(Records from a data collection)
..............................
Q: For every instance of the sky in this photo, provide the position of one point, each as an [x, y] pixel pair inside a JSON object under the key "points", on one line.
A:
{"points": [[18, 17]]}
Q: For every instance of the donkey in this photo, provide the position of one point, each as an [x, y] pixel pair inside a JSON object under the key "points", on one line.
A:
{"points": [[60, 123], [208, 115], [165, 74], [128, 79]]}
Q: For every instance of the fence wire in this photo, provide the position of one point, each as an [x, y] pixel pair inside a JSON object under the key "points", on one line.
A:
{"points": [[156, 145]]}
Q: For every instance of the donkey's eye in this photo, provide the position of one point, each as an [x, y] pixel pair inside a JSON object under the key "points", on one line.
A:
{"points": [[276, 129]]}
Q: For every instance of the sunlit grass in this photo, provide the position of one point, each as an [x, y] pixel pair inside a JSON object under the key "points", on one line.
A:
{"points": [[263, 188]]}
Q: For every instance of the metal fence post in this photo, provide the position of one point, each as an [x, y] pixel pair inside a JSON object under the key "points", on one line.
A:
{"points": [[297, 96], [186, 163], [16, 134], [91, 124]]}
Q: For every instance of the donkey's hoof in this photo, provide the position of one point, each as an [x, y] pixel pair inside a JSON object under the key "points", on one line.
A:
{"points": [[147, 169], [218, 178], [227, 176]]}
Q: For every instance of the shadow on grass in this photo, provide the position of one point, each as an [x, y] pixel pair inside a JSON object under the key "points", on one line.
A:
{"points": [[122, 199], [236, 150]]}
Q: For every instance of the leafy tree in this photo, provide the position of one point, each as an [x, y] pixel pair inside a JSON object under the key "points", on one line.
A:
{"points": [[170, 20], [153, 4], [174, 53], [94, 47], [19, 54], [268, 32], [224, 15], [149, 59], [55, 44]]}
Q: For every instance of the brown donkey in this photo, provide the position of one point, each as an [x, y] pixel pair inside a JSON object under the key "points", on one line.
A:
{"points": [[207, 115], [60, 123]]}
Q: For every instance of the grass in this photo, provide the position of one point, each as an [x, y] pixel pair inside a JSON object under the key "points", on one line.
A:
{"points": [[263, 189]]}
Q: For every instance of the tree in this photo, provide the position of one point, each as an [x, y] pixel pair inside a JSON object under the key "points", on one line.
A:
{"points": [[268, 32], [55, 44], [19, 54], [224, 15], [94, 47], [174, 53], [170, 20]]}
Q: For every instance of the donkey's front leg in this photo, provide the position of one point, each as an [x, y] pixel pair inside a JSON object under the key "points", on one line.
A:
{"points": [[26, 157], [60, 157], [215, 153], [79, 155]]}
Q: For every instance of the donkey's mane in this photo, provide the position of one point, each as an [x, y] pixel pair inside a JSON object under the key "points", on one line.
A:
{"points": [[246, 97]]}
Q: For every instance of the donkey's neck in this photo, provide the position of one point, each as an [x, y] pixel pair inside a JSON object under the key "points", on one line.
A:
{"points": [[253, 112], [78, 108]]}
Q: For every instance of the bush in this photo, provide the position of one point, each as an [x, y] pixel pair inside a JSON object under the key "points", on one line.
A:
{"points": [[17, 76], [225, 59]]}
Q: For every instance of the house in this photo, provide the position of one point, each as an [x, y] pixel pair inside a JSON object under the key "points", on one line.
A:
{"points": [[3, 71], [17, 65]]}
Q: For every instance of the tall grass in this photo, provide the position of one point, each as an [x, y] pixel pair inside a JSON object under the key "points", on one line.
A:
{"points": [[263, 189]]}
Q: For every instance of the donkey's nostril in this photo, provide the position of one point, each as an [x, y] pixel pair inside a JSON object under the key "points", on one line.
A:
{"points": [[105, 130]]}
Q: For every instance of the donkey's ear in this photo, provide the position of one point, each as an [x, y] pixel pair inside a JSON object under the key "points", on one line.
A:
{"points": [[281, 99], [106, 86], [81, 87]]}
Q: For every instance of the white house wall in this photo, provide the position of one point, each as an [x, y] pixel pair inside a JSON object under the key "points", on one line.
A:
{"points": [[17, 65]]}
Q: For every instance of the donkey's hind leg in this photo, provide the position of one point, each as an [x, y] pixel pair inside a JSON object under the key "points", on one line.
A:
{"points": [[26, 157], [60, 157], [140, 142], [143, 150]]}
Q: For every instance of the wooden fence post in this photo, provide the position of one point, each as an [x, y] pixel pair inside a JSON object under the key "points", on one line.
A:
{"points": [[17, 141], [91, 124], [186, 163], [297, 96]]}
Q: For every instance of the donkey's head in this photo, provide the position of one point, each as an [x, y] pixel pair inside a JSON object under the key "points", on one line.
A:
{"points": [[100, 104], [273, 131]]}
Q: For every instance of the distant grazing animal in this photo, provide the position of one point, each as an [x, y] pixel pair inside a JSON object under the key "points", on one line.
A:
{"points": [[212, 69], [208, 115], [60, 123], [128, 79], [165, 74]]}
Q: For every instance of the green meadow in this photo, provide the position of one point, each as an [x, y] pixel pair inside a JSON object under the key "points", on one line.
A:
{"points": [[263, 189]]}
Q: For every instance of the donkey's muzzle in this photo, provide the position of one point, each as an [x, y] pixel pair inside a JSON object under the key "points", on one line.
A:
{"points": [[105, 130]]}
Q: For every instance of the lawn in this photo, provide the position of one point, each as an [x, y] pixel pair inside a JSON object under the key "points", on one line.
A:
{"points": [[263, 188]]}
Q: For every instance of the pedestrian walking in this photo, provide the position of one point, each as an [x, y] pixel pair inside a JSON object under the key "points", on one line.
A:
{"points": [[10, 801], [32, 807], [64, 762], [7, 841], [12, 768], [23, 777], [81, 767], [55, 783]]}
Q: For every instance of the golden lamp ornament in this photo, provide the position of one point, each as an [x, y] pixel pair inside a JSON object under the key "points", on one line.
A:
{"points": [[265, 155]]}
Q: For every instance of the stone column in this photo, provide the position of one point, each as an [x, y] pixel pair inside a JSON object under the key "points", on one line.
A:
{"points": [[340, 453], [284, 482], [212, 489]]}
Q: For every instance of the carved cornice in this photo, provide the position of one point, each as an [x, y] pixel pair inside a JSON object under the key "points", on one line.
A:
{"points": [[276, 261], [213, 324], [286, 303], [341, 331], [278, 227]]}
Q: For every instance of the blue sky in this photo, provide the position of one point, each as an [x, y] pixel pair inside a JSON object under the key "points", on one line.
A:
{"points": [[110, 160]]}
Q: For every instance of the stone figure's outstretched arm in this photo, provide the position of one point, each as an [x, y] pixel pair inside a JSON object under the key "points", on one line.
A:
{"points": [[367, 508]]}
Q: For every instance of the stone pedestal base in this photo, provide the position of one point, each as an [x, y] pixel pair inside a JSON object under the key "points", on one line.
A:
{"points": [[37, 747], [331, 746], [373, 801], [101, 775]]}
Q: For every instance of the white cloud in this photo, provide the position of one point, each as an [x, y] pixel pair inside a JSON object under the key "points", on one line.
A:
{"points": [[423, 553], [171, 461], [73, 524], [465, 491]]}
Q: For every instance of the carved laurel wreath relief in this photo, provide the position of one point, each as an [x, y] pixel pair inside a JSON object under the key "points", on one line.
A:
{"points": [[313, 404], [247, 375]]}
..............................
Set down the material above again, word for word.

> Response for this exercise
Q: For every instance of the sky in this photo, provide the position of one point, each as an [x, y] pixel pair inside a JSON object under the key "points", on one line.
A:
{"points": [[18, 17]]}
Q: For every instance of the donkey in this photo, provide the position of one point, each as an [x, y] pixel pair inside a JSON object under the key "points", on one line.
A:
{"points": [[60, 123], [208, 115], [165, 74], [128, 79]]}
Q: For every instance of the fence wire in this photo, provide the position of one point, each as an [x, y] pixel pair inside a JSON object under the key "points", on one line.
A:
{"points": [[156, 145]]}
Q: For every instance of the donkey's eye in this photo, provide the position of one point, each as an [x, y] pixel pair inside a JSON object under the key "points", on one line.
A:
{"points": [[276, 129]]}
Q: For every instance of the sunlit grass in this photo, provide the position of one point, each as an [x, y] pixel pair inside a JSON object under the key "points", on one line.
A:
{"points": [[263, 188]]}
Q: For every instance of the metal fence post in this photo, provide the position of one point, each as an [x, y] pixel pair inside a JSON object under the key "points", on one line.
A:
{"points": [[297, 96], [186, 163], [16, 134], [91, 124]]}
Q: For every instance of the donkey's hoof in this photo, provide the position of one point, each as an [x, y] pixel pair inside a JSON object under the key "points", on one line.
A:
{"points": [[147, 169], [218, 178], [227, 176]]}
Q: For every instance of the shadow on grass in this photo, provide the position of one point, each as an [x, y] pixel pair inside a JSON object under the key "points", on one line.
A:
{"points": [[122, 199], [236, 150]]}
Q: For every instance of the leafy tree in this photo, provide the position of one point, each as an [x, y] pixel pair inside a JSON object under the key "points", on one line.
A:
{"points": [[170, 20], [153, 4], [174, 53], [94, 47], [19, 54], [268, 32], [224, 15], [149, 59], [55, 44]]}
Q: For every instance of the brown donkey in this photo, provide the position of one point, each as an [x, y] pixel pair inside a JSON object under the key "points", on one line.
A:
{"points": [[207, 115], [60, 123]]}
Q: For every instance of the grass in this photo, provide the position of one point, each as an [x, y] pixel pair inside a JSON object under the key "points", on one line.
A:
{"points": [[263, 189]]}
Q: For every instance of the tree in this photo, provide the position of one point, each as an [x, y] pixel pair inside a JSON object under the key "points", on one line.
A:
{"points": [[268, 32], [55, 44], [19, 54], [224, 15], [94, 47], [174, 53], [170, 20]]}
Q: For every instance of the donkey's front leg in this photo, provide the position of one point, each as an [x, y] pixel pair inside a JSON object under the key "points", on one line.
A:
{"points": [[26, 157], [60, 157], [215, 153], [79, 155]]}
Q: For every instance of the donkey's mane in this photo, provide the position of one point, each as an [x, y] pixel pair inside a JSON object under the key "points", on one line.
A:
{"points": [[246, 97]]}
Q: For every instance of the donkey's neck in this photo, provide the position of one point, each as an [x, y] pixel pair inside a JSON object under the key "points", on one line.
A:
{"points": [[253, 112], [78, 108]]}
Q: For every instance of the bush in this photo, provide the position of one point, each as an [x, y] pixel pair inside a JSON object under the key "points", on one line.
A:
{"points": [[17, 76], [225, 59]]}
Q: For every instance of the house in this photo, provide the position of one point, each as an [x, y] pixel pair inside a JSON object under the key "points", on one line.
A:
{"points": [[3, 71], [17, 65]]}
Q: For every instance of the tall grass in this photo, provide the position of one point, each as an [x, y] pixel pair inside a JSON object under the key "points", on one line.
A:
{"points": [[263, 189]]}
Q: For every instance of the donkey's nostril in this photo, provide the position of one point, each as an [x, y] pixel pair inside a JSON object under the key "points", on one line.
A:
{"points": [[105, 130]]}
Q: For every instance of the donkey's ear in this photo, provide the position of one point, each as an [x, y] pixel pair inside a JSON object under the key "points", on one line.
A:
{"points": [[281, 99], [106, 86], [81, 87]]}
Q: For every instance of the white house wall in this photo, provide the position of one point, each as an [x, y] pixel pair inside a JSON object under the key "points", on one line.
A:
{"points": [[17, 65]]}
Q: For every instance of the donkey's hind leg in this photo, provide the position of one point, each as an [x, y] pixel pair inside a JSON object under the key "points", on one line.
A:
{"points": [[26, 157], [60, 157], [140, 142], [143, 150]]}
Q: For every instance of the wooden fence post in this photo, provide the position of one point, each as an [x, y] pixel pair inside a JSON object under the key "points", on one line.
A:
{"points": [[17, 141], [91, 124], [186, 163], [297, 96]]}
Q: For every instance of the donkey's head in this photo, provide the position of one point, each as an [x, y] pixel pair inside a JSON object under the key "points", on one line.
A:
{"points": [[100, 104], [273, 131]]}
Q: For every instance of the distant grazing animal in this photo, provide the position of one point, each as an [x, y] pixel pair inside a JSON object under the key "points", on one line.
A:
{"points": [[212, 69], [208, 115], [60, 123], [128, 79], [165, 74]]}
Q: For every instance of the green meadow in this photo, provide the position of one point, each as an [x, y] pixel pair inside a JSON object under the key "points", on one line.
A:
{"points": [[263, 189]]}
Q: For every instance of the donkey's muzzle in this photo, provide the position of one point, each as an [x, y] pixel pair inside a JSON object under the key "points", on one line.
A:
{"points": [[105, 130]]}
Q: For every instance of the lawn in this photo, provide the position of one point, each as an [x, y] pixel pair inside a JSON object under the key "points", on one line.
A:
{"points": [[263, 188]]}
Q: For every instance of the pedestrian walking in this photo, provide the position of one point, each as an [x, y] pixel pair inside a JSON object under the key "points", on one line.
A:
{"points": [[10, 801], [32, 807], [64, 762], [7, 841], [12, 768], [23, 777], [81, 767], [55, 783]]}
Q: For every instance of the golden lamp ornament in this photo, provide the position of one point, each as an [x, y] pixel pair inside a JSON object under the key "points", on one line.
A:
{"points": [[265, 155]]}
Q: For every instance of the stone column in this photo, provide the position of one point, each as an [x, y] pixel pair inside a JSON object under the key "points", on one line.
A:
{"points": [[340, 453], [284, 482], [212, 489]]}
Q: For every instance of the carved cornice in this photo, provide the position of one point, each as an [x, y] pixel pair inside a JSON object under the key "points", on one line.
A:
{"points": [[276, 261], [213, 324], [286, 303], [341, 331], [278, 227]]}
Q: For every instance of the blue sky in this photo, provide the position of one point, each as an [x, y] pixel pair inside a JSON object under the key "points", on one line.
A:
{"points": [[110, 160]]}
Q: For every instance of the stone figure's outstretched arm in this photo, provide the position of one point, each as an [x, y] pixel pair inside a JSON object under the key "points", on one line.
A:
{"points": [[367, 508]]}
Q: For every instance of the stone pedestal base in this photo, provide the position of one point, each as an [x, y] pixel pair inside a JSON object under the key "points", on one line.
A:
{"points": [[37, 747], [331, 746], [373, 801], [101, 775]]}
Q: For every instance of the white cloud in this photo, provide the position of one point, each as an [x, y] pixel pair inside a JSON object under the key "points", on one line.
A:
{"points": [[423, 553], [171, 461], [73, 524], [465, 491]]}
Q: For every instance of the carved laurel wreath relief in this photo, provide the position of one point, each as an [x, y] pixel pair inside a JSON object under the key "points", on one line.
A:
{"points": [[313, 404], [247, 375]]}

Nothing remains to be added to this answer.